## TRAVAIL DEMANDÉ
Reproduisez à l'identique le passage de la décision du tribunal administratif de Caen qui commence aux mots « - le moyen tiré de la » et s'arrête après « du code de justice administrative. ».

## TEXTE EXTRAIT
TA de Caen, 30 octobre 2023, n°2302665

 

 

REPUBLIQUE FRANCAISE
AU NOM DU PEUPLE FRANCAIS
 

 

Vu la procédure suivante :

Par une requête, enregistrée le 13 octobre 2023, la société Kaléi Solutions demande au juge des référés, sur le fondement de l'article L. 551-1 du code de justice administrative, d'annuler la procédure de passation engagée par la commune de La Ferté-Macé pour l'attribution d'un marché de mission d'assistance à maîtrise d'ouvrage pour, d'une part, l'installation d'un système de vidéoprotection sur la commune de La Ferté-Macé et, d'autre part, la refonte d'un système de vidéoprotection sur la commune de Bagnoles-de-l'Orne-Normandie.

La société Kaléi Solutions soutient que :

- l'entreprise retenue, la société A, avait effectué une pré-étude avec des liaisons radio en 2015 et aurait donc dû être exclue de la procédure, conformément au 2° de l'article L. 2141-8 du code de la commande publique, dès lors que la mission de base comprend un scénario avec liaisons radio ;

- le rapport d'analyse des offres lui affecte 51 points au critère technique alors que la somme des sous-critères donne un total de 53 points ; de même, elle a obtenu 22,62 points pour le critère prix alors qu'après application de la formule mentionnée au règlement de la consultation, elle aurait dû avoir 25,42 points ; son total de points est donc de 78,42 points et non 73,62 points ;

- le classement de son offre ne lui a pas été communiqué ;

- elle a remis un devis très détaillé en temps et en prestation et n'a obtenu que la note de 20 points alors que la société attributaire en a eu 25 ;

- l'acheteur aurait dû rejeter l'offre de la société A qui est anormalement basse.

Par un mémoire, enregistré le 25 octobre 2023, la commune de La Ferté-Macé, représentée par Me Letellier, conclut au rejet de la requête et à ce que soit mise à la charge de la société requérante la somme de 5 000 euros au titre des frais de l'instance.

Elle fait valoir que :

- le moyen tiré de l'absence de communication de la pré-étude avec des liaisons radio réalisée en 2015 est inopérant puisque le manquement reproché n'a eu aucun impact sur la notation finale ; si la note maximale sur le critère technique était attribuée à la société requérante, elle ne serait toujours pas attributaire du marché ; en tout état de cause, le moyen n'est pas fondé dès lors que la société A n'a jamais réalisé l'étude invoquée par la société requérante ;

- la note de 22,62 octroyée à la société requérante sur le critère prix est correcte ;

- sur le critère technique, l'erreur de plume commise dans le rapport n'a aucune incidence sur le classement final ;

- le moyen tiré de la dénaturation de l'offre de la société requérante est irrecevable dès lors qu'il vise à apprécier les mérites de son offre technique ; en outre, il est inopérant vu l'écart de notation entre les offres, le vice allégué ne pouvant l'avoir lésée ; enfin, la note de 20 sur 25 est justifiée ;

- l'offre de la société attributaire n'est pas anormalement basse ; il n'existait aucun motif qui justifiait d'interroger cette société sur son offre.

Vu les autres pièces du dossier.

Vu :

- le code de la commande publique ;

- le code de justice administrative.

Le président du tribunal a désigné Mme Macaud, vice-présidente, en application de l'article L. 551-1 du code de justice administrative.

## DONNÉES EXTRAITES
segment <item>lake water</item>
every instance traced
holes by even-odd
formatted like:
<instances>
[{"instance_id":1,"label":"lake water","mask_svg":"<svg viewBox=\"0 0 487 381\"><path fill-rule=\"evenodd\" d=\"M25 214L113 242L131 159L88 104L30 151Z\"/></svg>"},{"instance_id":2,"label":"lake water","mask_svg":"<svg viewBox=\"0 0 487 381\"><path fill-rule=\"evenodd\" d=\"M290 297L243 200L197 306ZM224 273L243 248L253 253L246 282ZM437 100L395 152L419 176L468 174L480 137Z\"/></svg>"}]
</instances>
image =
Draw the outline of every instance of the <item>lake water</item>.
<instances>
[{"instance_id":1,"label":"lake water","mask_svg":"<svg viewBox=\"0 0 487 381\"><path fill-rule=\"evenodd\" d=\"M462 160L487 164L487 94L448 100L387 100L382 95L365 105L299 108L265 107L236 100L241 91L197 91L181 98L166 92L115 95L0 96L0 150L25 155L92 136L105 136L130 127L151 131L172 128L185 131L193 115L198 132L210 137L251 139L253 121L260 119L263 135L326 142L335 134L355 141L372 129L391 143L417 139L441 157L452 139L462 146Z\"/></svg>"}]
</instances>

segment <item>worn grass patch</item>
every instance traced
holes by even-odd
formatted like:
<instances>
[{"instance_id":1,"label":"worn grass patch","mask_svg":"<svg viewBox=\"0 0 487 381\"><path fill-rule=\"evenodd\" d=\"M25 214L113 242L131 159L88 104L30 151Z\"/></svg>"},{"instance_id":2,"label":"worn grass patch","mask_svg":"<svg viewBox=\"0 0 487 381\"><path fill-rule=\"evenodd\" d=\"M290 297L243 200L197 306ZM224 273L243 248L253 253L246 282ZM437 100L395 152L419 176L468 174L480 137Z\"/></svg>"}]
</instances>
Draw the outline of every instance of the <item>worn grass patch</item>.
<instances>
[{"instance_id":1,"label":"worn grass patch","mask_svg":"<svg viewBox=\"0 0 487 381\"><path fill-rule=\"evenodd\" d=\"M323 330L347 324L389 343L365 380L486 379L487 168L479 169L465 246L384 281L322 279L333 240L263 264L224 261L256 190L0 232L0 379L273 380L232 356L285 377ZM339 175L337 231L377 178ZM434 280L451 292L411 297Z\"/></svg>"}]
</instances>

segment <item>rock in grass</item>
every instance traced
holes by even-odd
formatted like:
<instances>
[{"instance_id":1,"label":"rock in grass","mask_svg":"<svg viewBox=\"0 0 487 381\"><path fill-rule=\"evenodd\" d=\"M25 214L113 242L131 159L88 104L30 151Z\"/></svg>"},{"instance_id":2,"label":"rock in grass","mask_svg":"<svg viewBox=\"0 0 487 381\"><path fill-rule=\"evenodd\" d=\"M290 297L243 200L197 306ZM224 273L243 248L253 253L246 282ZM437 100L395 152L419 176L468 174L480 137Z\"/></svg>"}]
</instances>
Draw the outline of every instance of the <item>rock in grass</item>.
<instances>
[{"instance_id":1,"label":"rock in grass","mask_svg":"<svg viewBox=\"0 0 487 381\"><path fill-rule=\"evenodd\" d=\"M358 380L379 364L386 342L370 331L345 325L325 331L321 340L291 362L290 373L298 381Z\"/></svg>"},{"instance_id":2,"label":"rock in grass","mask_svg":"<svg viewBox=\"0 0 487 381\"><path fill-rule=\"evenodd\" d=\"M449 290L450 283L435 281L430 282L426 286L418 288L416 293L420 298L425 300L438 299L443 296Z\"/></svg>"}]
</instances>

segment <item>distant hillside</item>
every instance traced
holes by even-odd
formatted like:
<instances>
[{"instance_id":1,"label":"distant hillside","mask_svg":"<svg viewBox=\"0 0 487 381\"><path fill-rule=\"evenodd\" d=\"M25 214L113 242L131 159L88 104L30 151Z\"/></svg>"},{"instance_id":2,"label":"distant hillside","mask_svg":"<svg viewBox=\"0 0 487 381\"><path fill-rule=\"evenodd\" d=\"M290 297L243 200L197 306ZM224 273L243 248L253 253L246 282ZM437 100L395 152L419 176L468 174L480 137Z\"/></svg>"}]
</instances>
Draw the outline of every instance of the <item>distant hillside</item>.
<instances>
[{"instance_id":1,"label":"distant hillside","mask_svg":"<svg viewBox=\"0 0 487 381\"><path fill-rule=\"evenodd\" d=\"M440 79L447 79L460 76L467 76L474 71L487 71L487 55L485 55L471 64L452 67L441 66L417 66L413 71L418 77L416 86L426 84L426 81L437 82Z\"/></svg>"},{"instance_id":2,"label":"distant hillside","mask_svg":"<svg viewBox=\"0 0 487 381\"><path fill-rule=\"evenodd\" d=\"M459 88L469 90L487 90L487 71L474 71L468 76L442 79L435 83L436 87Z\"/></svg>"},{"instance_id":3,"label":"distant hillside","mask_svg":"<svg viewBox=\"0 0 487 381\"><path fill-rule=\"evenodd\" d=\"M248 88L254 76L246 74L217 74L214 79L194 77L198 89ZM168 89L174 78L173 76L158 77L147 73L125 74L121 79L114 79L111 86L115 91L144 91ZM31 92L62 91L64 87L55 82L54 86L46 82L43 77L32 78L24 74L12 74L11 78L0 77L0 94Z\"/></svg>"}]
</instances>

## RÉPONSE AU PROBLÈME
- le moyen tiré de la dénaturation de l'offre de la société requérante est irrecevable dès lors qu'il vise à apprécier les mérites de son offre technique ; en outre, il est inopérant vu l'écart de notation entre les offres, le vice allégué ne pouvant l'avoir lésée ; enfin, la note de 20 sur 25 est justifiée ;

- l'offre de la société attributaire n'est pas anormalement basse ; il n'existait aucun motif qui justifiait d'interroger cette société sur son offre.

Vu les autres pièces du dossier.

Vu :

- le code de la commande publique ;

- le code de justice administrative.

Le président du tribunal a désigné Mme Macaud, vice-présidente, en application de l'article L. 551-1 du code de justice administrative.